## Task prompt
Transcribe the whole listing below without changing a word, but leave out every image.

## Excerpts of pointing data
################

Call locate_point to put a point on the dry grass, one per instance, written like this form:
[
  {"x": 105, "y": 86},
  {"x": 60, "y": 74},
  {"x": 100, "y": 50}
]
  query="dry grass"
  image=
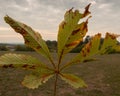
[{"x": 102, "y": 77}]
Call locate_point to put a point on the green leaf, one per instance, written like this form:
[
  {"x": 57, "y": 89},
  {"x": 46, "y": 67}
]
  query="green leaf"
[
  {"x": 90, "y": 49},
  {"x": 32, "y": 38},
  {"x": 109, "y": 41},
  {"x": 73, "y": 80},
  {"x": 34, "y": 81},
  {"x": 21, "y": 61},
  {"x": 71, "y": 33}
]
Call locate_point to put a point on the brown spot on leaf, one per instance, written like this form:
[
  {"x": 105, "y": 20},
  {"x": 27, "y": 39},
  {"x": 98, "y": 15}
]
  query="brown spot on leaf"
[
  {"x": 63, "y": 25},
  {"x": 11, "y": 66},
  {"x": 87, "y": 10},
  {"x": 25, "y": 66},
  {"x": 71, "y": 44},
  {"x": 32, "y": 67},
  {"x": 38, "y": 47},
  {"x": 83, "y": 53},
  {"x": 5, "y": 66},
  {"x": 27, "y": 41},
  {"x": 75, "y": 31},
  {"x": 70, "y": 10}
]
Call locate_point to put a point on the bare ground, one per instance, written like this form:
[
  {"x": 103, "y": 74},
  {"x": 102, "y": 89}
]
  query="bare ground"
[{"x": 102, "y": 78}]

################

## Task response
Call locate_point to put a point on the dry grass, one per instance, written like this form:
[
  {"x": 105, "y": 86},
  {"x": 60, "y": 74},
  {"x": 100, "y": 50}
]
  query="dry grass"
  image=
[{"x": 102, "y": 77}]
Call locate_point to put a point on the green leaf, one per instance, written like this form:
[
  {"x": 57, "y": 89},
  {"x": 46, "y": 67}
]
  query="green leaf"
[
  {"x": 90, "y": 49},
  {"x": 32, "y": 38},
  {"x": 109, "y": 41},
  {"x": 73, "y": 80},
  {"x": 34, "y": 81},
  {"x": 21, "y": 61},
  {"x": 71, "y": 33}
]
Call locate_point to put a point on the brown spot on leaf, one per instance, written like this form:
[
  {"x": 105, "y": 20},
  {"x": 27, "y": 39},
  {"x": 98, "y": 15}
]
  query="brown spot on leaf"
[
  {"x": 63, "y": 25},
  {"x": 11, "y": 66},
  {"x": 87, "y": 10},
  {"x": 25, "y": 66},
  {"x": 71, "y": 44},
  {"x": 32, "y": 67},
  {"x": 38, "y": 47},
  {"x": 83, "y": 53},
  {"x": 5, "y": 66},
  {"x": 27, "y": 41},
  {"x": 75, "y": 31},
  {"x": 70, "y": 10}
]
Call locate_point to put a point on the bare ground, one per instance, written like this form:
[
  {"x": 103, "y": 74},
  {"x": 102, "y": 89}
]
  query="bare ground"
[{"x": 102, "y": 78}]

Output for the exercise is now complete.